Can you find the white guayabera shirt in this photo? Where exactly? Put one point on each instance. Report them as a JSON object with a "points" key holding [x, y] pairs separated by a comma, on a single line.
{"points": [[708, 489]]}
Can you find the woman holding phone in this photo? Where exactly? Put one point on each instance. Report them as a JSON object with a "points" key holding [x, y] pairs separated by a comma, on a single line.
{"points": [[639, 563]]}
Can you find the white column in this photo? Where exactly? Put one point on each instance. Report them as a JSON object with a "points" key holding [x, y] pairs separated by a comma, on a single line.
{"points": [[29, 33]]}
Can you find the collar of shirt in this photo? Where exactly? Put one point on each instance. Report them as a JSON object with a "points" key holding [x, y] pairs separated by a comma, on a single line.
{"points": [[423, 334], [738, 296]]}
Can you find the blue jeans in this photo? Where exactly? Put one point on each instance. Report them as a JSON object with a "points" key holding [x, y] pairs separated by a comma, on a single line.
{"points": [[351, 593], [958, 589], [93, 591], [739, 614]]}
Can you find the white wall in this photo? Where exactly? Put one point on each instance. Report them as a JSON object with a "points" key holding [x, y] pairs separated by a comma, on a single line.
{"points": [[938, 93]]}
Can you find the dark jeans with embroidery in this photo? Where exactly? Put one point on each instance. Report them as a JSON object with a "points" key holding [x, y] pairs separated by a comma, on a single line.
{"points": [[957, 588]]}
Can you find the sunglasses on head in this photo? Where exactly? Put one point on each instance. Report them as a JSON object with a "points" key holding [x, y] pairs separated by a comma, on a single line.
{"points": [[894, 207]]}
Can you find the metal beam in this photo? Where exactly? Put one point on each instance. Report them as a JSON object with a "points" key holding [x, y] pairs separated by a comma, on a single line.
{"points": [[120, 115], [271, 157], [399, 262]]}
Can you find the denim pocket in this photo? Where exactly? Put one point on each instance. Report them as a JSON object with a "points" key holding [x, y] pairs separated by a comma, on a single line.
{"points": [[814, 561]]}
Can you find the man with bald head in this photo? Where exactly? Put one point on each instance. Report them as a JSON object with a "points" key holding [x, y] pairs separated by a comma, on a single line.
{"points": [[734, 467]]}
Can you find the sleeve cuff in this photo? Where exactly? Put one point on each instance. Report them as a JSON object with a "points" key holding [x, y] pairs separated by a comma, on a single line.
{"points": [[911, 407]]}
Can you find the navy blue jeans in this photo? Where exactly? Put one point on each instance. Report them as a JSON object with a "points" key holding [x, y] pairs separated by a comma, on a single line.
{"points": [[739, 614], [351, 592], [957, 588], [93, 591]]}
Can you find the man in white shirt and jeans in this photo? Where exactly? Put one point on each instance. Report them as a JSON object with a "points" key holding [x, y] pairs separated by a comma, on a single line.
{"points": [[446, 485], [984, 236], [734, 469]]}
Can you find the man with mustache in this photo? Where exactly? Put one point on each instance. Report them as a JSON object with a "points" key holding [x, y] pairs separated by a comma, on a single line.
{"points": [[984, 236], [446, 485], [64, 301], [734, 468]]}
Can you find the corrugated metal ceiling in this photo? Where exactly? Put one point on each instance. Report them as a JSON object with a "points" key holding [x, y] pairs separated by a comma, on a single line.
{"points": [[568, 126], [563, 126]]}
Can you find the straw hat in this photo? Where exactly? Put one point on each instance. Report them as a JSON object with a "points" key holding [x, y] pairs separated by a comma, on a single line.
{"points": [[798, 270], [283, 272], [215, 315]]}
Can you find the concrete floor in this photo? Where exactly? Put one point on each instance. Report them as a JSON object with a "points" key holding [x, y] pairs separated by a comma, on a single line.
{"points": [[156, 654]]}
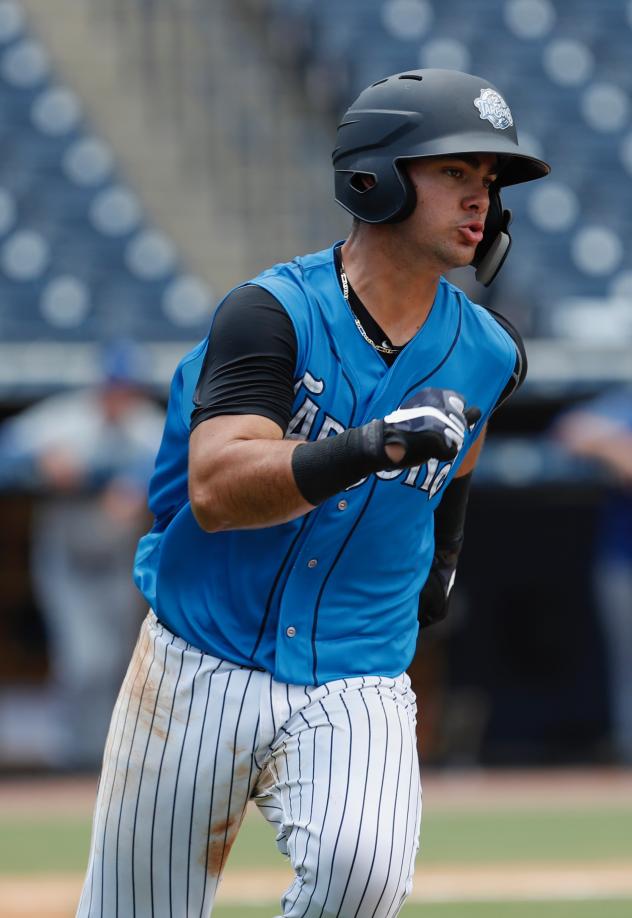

◇ ◇ ◇ ◇ ◇

* [TUGAS] Tuliskan kembali tanpa diubah sedikit pun baris-baris mulai dari baris yang memuat "Can you find the concrete" sampai akhir catatan, kedua ujungnya ikut. Gambar jangan dimasukkan ke dalam jawaban.

* [JAWABAN]
Can you find the concrete floor in this photo? Where exactly? Put one point on each instance. Report them as a JSON object with a "points" key holding [x, y] pairs separated by a comma, on a single line.
{"points": [[156, 654]]}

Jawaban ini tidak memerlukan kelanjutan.